__What to work on__. From the lines below, extract every line that contains the string "helmet", and copy each such line unchanged.
begin Available records
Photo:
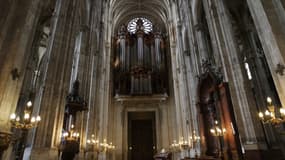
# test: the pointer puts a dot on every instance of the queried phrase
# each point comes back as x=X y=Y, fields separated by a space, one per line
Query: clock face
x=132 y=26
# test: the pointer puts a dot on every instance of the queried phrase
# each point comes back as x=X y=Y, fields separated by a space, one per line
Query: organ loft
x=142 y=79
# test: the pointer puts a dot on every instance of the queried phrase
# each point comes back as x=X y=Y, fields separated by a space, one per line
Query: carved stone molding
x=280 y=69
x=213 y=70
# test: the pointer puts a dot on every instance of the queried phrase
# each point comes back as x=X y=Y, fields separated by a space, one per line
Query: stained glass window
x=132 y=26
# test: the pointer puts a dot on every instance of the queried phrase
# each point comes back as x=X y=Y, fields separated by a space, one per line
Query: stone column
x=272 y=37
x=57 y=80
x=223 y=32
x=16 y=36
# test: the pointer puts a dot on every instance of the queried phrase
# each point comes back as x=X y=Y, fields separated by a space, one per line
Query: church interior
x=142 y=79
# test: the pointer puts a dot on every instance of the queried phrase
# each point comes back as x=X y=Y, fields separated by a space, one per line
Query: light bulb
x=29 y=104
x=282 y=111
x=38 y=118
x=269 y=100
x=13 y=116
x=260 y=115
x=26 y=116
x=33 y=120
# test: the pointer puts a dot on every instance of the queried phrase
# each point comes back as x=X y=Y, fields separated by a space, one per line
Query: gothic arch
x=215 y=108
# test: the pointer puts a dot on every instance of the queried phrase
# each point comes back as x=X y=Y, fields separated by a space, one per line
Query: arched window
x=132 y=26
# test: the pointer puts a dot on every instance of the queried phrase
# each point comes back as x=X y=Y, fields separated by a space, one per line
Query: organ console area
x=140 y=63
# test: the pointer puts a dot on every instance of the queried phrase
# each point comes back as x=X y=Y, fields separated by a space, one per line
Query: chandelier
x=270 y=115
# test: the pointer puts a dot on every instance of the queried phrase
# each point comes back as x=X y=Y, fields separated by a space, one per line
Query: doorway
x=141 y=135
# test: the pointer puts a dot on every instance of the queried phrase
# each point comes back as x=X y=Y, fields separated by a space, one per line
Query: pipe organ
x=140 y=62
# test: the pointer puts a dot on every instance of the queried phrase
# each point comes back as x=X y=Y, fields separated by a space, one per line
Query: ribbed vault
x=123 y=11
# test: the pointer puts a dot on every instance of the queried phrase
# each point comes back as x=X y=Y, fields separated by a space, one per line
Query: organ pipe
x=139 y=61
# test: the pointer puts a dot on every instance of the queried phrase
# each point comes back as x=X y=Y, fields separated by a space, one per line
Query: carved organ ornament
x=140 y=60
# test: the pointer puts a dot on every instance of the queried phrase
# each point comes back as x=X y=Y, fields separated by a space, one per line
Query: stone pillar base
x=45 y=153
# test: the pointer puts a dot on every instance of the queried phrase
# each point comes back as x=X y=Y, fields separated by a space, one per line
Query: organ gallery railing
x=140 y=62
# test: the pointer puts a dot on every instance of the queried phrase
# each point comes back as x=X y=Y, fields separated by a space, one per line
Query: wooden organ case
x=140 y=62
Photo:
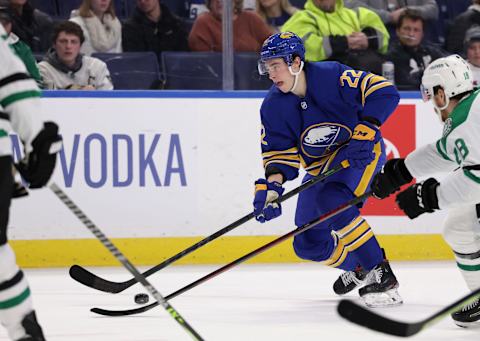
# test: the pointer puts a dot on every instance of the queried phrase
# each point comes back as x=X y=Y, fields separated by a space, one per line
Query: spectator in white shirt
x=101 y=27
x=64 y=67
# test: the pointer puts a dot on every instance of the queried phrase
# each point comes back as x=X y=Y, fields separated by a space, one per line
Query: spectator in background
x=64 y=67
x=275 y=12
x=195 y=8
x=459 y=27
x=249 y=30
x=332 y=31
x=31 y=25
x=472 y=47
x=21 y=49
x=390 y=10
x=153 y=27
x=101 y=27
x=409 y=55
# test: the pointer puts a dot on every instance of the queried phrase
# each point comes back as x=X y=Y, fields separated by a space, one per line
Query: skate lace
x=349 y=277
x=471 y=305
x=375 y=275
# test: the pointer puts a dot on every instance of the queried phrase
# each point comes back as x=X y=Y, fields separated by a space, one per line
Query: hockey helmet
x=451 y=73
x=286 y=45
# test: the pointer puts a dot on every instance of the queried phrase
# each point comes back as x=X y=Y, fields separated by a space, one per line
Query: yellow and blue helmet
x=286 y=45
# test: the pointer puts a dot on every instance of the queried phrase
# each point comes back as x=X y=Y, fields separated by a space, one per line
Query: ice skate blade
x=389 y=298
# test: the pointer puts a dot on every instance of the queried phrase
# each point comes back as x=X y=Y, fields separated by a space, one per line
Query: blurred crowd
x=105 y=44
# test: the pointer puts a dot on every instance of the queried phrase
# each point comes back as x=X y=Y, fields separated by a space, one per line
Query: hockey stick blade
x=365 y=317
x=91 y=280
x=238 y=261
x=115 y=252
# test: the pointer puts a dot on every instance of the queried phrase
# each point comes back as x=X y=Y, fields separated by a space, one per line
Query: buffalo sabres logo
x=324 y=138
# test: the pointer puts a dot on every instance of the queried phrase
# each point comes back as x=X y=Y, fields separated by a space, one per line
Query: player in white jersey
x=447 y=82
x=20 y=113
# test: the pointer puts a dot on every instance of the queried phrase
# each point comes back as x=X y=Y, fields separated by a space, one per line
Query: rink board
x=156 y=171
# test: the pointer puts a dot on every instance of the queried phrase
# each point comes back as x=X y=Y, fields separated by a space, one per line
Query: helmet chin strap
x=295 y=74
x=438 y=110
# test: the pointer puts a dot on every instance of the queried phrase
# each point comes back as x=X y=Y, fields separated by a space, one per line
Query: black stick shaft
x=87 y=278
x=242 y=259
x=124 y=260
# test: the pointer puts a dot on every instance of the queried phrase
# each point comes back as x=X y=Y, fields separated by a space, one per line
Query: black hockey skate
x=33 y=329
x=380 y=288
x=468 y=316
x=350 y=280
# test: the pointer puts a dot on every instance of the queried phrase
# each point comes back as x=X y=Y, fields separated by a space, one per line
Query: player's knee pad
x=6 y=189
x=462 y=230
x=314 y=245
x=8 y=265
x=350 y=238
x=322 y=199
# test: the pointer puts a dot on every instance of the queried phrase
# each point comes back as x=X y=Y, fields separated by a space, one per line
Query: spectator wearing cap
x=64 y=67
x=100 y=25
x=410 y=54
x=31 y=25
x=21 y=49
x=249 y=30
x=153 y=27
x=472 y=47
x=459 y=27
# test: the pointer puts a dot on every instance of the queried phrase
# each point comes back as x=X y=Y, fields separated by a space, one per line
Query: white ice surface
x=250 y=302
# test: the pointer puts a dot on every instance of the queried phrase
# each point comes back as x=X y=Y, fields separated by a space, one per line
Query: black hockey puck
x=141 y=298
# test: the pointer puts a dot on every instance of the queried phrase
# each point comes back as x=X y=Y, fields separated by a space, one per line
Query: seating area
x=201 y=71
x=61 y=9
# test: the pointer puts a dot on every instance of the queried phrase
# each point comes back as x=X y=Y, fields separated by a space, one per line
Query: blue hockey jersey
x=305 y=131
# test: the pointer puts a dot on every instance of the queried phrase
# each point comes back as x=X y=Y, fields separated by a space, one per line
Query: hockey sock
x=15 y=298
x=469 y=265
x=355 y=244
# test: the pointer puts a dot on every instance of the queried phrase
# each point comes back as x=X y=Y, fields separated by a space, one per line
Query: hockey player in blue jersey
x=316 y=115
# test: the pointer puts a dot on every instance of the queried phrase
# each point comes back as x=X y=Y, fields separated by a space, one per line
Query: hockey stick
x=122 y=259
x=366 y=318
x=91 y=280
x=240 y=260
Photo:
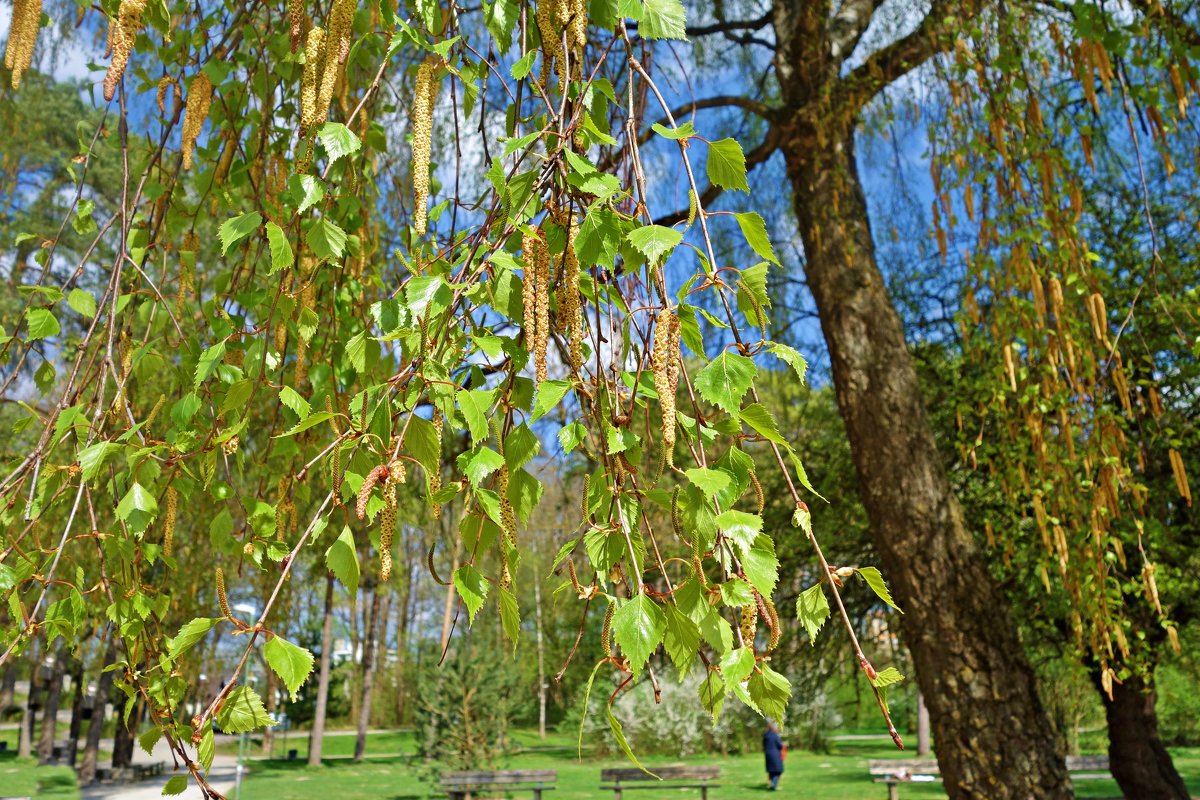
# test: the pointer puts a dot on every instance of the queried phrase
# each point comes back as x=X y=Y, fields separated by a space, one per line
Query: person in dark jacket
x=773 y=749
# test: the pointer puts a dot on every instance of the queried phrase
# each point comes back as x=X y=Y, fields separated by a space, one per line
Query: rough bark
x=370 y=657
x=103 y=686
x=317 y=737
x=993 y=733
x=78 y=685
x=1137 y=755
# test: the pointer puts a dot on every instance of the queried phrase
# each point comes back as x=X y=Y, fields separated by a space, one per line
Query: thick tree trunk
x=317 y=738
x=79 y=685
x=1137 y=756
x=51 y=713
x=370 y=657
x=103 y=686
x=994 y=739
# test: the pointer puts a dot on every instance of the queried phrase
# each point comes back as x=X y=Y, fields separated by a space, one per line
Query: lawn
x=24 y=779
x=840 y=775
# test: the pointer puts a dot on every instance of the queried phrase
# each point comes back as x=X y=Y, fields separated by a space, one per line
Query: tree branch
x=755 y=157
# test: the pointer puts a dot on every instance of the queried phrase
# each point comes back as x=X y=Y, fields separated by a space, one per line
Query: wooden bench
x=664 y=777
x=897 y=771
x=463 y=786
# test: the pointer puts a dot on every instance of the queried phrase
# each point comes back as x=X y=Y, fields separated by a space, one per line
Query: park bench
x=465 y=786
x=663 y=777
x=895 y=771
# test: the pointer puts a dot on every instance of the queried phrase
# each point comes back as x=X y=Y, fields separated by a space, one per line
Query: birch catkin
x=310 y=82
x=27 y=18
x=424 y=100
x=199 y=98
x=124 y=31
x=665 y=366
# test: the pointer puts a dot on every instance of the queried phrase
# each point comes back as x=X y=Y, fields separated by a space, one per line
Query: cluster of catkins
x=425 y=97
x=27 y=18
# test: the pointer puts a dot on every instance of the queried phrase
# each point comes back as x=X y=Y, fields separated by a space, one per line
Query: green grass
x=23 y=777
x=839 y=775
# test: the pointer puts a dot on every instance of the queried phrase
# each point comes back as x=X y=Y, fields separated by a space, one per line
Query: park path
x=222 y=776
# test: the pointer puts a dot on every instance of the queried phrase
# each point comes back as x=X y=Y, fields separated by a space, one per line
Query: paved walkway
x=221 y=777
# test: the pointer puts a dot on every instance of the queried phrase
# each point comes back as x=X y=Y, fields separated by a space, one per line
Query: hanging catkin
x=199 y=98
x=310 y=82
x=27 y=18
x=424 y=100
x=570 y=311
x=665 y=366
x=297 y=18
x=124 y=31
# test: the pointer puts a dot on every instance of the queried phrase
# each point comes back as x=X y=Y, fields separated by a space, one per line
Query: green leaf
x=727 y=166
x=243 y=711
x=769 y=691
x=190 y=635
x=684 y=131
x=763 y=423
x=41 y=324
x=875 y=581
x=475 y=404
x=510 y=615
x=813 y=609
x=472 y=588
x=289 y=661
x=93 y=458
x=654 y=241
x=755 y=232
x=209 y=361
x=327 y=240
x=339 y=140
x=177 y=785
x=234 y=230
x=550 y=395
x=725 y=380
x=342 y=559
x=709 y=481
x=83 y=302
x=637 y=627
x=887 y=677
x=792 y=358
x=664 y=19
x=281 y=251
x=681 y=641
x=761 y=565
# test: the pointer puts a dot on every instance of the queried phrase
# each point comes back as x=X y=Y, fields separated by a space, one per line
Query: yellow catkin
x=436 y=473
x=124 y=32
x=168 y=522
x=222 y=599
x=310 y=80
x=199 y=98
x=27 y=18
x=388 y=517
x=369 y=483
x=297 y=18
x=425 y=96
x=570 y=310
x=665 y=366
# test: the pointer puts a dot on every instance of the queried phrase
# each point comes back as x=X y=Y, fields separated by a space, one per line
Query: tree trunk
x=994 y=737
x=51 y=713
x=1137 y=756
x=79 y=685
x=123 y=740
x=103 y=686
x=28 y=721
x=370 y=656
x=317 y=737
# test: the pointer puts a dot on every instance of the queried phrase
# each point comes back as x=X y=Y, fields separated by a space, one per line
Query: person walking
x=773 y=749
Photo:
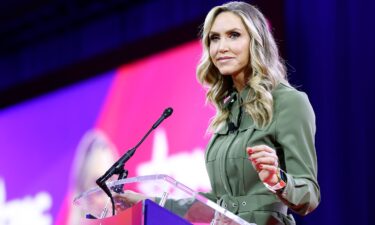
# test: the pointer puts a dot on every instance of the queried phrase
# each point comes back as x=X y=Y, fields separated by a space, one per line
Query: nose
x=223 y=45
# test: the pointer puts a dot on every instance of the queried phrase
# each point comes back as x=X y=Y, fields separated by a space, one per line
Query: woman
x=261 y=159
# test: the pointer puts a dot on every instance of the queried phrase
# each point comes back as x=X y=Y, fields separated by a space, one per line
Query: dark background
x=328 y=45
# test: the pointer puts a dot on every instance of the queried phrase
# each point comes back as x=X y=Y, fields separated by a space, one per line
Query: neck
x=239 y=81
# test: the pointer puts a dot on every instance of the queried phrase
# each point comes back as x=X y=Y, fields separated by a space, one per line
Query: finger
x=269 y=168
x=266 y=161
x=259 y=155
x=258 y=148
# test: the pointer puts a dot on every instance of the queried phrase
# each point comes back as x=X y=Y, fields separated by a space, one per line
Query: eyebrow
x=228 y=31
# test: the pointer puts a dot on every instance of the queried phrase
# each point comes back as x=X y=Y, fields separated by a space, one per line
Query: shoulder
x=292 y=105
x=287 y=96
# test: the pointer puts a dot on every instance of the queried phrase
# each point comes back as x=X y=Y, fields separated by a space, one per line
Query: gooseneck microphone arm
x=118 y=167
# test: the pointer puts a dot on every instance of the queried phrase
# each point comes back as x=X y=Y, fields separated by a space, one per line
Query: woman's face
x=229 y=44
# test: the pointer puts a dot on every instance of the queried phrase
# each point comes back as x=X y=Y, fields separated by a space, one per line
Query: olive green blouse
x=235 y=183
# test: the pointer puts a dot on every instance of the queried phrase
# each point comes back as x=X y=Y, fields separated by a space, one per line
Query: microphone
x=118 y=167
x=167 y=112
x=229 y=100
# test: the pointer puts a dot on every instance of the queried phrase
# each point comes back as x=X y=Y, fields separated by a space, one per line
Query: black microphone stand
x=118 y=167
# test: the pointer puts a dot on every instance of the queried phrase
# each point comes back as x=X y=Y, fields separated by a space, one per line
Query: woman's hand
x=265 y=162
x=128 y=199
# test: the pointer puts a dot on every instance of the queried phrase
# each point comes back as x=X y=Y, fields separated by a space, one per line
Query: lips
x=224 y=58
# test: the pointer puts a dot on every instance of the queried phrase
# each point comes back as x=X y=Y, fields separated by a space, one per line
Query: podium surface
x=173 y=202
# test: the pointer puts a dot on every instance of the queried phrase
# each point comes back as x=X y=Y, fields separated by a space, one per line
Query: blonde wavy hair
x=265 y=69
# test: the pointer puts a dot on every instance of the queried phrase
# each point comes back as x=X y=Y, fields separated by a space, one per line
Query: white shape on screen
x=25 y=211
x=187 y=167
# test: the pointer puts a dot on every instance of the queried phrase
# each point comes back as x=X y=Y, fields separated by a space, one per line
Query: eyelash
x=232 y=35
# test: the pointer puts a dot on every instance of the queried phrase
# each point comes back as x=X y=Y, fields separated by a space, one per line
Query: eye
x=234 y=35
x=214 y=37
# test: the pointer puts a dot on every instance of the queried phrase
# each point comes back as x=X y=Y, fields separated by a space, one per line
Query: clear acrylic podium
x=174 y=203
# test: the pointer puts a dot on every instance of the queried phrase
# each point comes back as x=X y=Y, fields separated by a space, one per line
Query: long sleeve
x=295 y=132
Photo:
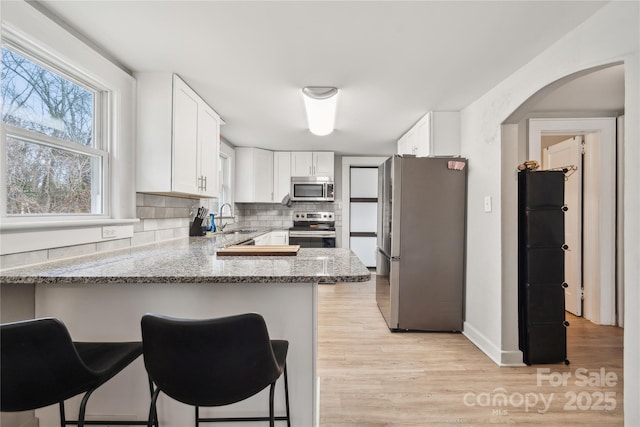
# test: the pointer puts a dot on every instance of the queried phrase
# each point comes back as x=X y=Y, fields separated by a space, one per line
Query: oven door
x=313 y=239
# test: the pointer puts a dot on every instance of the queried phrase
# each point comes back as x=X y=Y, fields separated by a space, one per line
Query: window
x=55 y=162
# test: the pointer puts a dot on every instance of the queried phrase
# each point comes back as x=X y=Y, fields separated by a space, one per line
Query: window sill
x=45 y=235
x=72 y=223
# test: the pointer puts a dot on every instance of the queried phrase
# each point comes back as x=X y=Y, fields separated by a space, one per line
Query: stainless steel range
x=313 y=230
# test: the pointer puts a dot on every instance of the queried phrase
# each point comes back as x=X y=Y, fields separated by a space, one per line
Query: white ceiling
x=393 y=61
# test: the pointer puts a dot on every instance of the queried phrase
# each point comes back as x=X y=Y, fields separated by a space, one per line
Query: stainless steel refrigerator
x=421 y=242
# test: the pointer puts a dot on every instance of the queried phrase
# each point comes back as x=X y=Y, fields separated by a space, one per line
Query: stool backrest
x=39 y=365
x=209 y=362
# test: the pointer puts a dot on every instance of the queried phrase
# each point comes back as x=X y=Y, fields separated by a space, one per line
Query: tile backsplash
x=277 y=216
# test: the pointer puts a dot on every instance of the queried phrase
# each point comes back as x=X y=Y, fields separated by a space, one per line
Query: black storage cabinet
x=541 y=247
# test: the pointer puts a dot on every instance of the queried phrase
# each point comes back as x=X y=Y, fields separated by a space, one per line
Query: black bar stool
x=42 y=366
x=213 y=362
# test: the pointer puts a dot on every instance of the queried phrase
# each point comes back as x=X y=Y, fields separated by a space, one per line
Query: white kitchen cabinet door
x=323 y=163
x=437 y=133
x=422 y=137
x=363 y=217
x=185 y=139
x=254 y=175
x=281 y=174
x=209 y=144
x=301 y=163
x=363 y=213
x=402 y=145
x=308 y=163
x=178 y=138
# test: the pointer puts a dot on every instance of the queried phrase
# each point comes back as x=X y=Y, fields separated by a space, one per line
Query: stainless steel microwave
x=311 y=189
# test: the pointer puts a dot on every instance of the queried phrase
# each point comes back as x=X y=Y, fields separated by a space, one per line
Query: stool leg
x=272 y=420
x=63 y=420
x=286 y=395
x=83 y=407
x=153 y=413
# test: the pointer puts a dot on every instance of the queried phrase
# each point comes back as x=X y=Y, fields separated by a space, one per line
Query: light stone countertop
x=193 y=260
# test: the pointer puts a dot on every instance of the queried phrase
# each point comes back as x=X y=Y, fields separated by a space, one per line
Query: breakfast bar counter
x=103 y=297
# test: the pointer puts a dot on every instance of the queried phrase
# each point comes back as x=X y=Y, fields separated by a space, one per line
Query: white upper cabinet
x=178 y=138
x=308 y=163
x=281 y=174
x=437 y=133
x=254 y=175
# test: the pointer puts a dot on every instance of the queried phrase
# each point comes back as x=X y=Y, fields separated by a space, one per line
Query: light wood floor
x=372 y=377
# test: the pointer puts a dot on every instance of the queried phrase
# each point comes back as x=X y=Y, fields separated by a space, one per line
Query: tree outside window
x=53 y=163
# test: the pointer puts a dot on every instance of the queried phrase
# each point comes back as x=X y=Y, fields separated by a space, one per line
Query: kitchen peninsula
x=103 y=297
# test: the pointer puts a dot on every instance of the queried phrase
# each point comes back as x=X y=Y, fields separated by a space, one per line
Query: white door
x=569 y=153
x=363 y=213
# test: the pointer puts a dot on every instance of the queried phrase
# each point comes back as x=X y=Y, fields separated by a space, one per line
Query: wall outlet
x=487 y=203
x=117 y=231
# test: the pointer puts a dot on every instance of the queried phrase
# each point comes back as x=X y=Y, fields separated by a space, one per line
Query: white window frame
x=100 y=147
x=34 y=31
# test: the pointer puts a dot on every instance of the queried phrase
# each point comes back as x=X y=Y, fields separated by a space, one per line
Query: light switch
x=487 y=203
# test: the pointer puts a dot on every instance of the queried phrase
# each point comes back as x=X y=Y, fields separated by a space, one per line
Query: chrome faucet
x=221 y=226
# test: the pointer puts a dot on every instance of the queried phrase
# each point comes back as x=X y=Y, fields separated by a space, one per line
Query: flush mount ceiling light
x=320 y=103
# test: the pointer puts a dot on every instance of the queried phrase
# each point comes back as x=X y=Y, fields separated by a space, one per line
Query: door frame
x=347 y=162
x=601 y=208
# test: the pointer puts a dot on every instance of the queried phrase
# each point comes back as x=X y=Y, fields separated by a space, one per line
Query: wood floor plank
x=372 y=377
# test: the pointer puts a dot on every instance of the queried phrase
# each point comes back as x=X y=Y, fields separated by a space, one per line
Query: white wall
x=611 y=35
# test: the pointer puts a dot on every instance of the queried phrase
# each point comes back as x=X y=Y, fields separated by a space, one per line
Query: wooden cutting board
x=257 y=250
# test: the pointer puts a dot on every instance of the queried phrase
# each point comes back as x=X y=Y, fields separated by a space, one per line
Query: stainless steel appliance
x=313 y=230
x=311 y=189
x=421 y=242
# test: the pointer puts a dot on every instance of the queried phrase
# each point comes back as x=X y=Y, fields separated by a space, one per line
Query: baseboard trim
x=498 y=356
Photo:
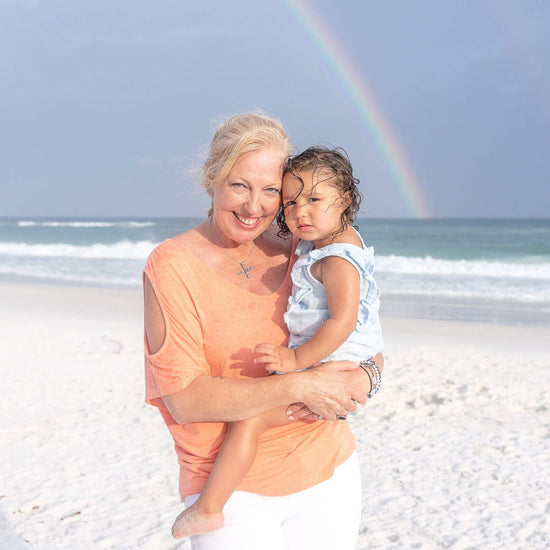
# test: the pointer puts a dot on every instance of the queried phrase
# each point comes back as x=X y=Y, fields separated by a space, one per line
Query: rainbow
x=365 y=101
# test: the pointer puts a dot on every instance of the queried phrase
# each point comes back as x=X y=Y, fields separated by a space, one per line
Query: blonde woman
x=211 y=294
end Available records
__Solution to the exercise__.
Query: hockey helmet
Query: yellow and blue helmet
Query: helmet chin strap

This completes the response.